Data to use:
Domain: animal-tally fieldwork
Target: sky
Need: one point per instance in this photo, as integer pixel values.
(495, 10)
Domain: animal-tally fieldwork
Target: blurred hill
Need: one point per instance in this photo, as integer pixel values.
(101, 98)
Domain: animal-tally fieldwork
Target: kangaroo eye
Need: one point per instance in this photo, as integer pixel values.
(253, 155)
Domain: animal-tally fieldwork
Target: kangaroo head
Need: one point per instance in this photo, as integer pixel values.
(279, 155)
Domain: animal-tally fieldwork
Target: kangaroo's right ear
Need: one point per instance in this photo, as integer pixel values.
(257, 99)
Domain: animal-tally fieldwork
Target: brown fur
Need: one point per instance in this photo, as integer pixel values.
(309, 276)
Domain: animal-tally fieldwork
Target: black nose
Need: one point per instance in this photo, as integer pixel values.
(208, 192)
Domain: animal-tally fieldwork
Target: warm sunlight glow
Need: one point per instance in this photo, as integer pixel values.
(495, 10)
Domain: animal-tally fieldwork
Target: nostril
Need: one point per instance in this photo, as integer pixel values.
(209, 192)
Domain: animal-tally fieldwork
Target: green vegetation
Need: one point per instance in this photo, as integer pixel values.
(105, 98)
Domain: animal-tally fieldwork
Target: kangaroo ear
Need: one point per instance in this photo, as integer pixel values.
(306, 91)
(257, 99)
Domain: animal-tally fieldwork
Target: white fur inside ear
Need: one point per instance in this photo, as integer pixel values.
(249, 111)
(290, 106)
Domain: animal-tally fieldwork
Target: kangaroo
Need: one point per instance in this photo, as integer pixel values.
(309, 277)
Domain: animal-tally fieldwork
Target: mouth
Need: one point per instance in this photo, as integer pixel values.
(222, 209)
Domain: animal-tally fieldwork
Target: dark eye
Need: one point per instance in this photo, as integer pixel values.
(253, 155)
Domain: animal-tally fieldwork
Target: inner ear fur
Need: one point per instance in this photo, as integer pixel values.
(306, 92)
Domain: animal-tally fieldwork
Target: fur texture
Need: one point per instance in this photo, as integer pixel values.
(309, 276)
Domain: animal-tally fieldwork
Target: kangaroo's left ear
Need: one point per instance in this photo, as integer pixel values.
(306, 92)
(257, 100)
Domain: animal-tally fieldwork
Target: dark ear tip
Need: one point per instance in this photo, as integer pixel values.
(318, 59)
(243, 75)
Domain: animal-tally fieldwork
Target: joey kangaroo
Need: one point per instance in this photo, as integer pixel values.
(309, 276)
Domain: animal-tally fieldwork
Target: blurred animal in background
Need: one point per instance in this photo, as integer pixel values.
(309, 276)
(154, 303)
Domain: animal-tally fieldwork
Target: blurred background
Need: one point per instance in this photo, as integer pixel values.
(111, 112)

Problem details: What is the number of lines in the records that include the word "background"? Answer with that number only.

Response to the exercise: 2